■ Your goal
Change "single dot" to "single point" everywhere in the material below, and reproduce every line with nothing else altered.

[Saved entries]
• • •

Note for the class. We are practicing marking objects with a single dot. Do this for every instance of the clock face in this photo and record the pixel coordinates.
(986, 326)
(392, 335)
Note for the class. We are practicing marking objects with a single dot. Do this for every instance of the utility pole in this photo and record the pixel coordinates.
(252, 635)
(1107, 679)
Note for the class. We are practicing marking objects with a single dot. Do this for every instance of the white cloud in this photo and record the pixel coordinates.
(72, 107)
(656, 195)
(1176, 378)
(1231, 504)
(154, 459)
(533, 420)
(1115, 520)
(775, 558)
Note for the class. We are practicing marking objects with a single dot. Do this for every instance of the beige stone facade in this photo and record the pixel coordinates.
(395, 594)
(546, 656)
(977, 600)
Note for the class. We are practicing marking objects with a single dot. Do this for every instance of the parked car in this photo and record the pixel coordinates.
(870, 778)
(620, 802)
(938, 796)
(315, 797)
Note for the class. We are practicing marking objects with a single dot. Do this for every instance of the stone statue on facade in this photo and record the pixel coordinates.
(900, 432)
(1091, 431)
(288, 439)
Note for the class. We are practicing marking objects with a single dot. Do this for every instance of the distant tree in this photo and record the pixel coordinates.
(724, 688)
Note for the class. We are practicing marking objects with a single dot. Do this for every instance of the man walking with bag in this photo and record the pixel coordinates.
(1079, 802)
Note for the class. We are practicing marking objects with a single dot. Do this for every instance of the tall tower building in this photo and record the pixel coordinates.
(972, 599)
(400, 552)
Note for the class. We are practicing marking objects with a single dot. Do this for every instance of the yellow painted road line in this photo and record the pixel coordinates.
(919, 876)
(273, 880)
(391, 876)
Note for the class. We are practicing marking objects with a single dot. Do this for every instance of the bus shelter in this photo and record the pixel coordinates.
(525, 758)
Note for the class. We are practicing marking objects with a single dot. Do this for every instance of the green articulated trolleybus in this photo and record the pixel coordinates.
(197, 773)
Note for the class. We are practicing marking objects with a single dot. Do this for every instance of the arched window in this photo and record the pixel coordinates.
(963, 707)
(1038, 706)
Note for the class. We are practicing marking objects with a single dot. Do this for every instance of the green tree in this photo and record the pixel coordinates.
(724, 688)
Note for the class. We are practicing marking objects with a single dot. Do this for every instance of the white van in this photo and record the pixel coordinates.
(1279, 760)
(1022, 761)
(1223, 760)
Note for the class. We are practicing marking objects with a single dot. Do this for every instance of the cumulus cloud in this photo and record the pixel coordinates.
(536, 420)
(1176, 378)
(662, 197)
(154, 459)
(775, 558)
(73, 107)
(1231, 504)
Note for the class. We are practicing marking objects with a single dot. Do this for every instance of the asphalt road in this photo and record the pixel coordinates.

• • •

■ Written reply
Note for the class. We are practicing marking objects with a single point. Do this for every instance of the clock face in this photo and record the pixel coordinates.
(986, 326)
(392, 335)
Note for the class. We are practicing marking objects with a single point. Do this for every instance of the utility pole in this photo and record the pixel coordinates.
(252, 635)
(1107, 679)
Note for the class. We are practicing marking objects with a single point. Do this for every instance of the white cloud in this photo and record the pixel coordinates.
(72, 107)
(656, 195)
(1176, 378)
(1231, 504)
(154, 459)
(533, 420)
(1115, 520)
(775, 558)
Note for the class. We are practicing marking objects with a single point. Do this for every instance of the beige stone facade in this photo and record the pixel coordinates.
(395, 594)
(546, 656)
(977, 600)
Note for the class. We are practicing marking objects with a single point. Do this for every instance of the parked car in this photo and record the pixel coordinates.
(870, 778)
(620, 802)
(938, 796)
(315, 797)
Note for the class. We are practicing marking objects with a single point. Do this for every instance of the stone statue on facade in this photo and record the pixel coordinates.
(900, 432)
(1091, 431)
(288, 439)
Note for the class. We are practicing marking objects with a single point. Do this for every instance of the distant tree in this photo and record the pixel coordinates.
(724, 688)
Note for the class. We are practicing marking objects with a single point. Do this for every instance of the man walking with bag in this photo and record the pixel coordinates.
(1079, 802)
Note for the class. We are practicing marking objects with a single point. Do this for every instance of the tall tower building in this photo and record the pixel coordinates.
(972, 599)
(400, 552)
Note for the class. We are practicing marking objects with a single point. Do this for every instance of the yellow painted road line in this photo and record the pixel coordinates.
(919, 876)
(273, 880)
(391, 876)
Note for the class. We are practicing marking objects with a single point. Do this for every instance of the bus shelter in this photo and record the pixel coordinates.
(525, 758)
Note for the class. We are practicing marking objects with a single point. Do this for every instance of the green articulated trolleybus in this photo and record the pixel coordinates.
(197, 773)
Note for the class. We are practicing marking objects with a single point. Do this for every instance of the arched window in this photo and record the pixel coordinates.
(963, 707)
(1038, 706)
Note for the class. We are practicing marking objects with a single point. Do this for every instance of the green tree in this photo and record the pixel coordinates.
(724, 688)
Note for the class. We are practicing marking objects with a single point. Do this for every instance of the white van in this photo and record the pixel coordinates.
(1279, 760)
(1022, 761)
(1223, 760)
Note for the class. We are practicing marking objects with a single point. Do this for every instance of the cumulus cloud in this photo and record the pixel coordinates.
(536, 420)
(1176, 378)
(662, 197)
(154, 459)
(775, 558)
(73, 107)
(1231, 504)
Note for the class. We are practicing marking objects with a single point. Do this for every instance of the asphalt road in this photo and record the pixel coordinates.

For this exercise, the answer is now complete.